[Stored data]
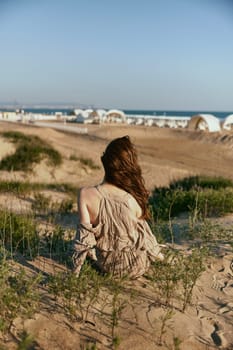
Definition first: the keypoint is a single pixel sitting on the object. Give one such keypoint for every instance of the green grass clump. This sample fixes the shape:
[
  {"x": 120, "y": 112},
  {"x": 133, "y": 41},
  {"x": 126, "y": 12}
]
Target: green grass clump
[
  {"x": 18, "y": 233},
  {"x": 19, "y": 295},
  {"x": 191, "y": 182},
  {"x": 206, "y": 196},
  {"x": 30, "y": 150}
]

= Requirement =
Reproduce the records with every occurrence of "green grass clump" replaced by "grass tuft", leaving all else unchanged and omitting the pictures.

= Full solution =
Definition first: the keypoint is a single pixel sitting on the object. Give one such keypoint for every instance of the grass tuft. This sample fixes the shape:
[
  {"x": 120, "y": 112},
  {"x": 133, "y": 41},
  {"x": 126, "y": 12}
]
Target: grass tuft
[
  {"x": 18, "y": 233},
  {"x": 19, "y": 295},
  {"x": 191, "y": 182},
  {"x": 206, "y": 196},
  {"x": 30, "y": 150}
]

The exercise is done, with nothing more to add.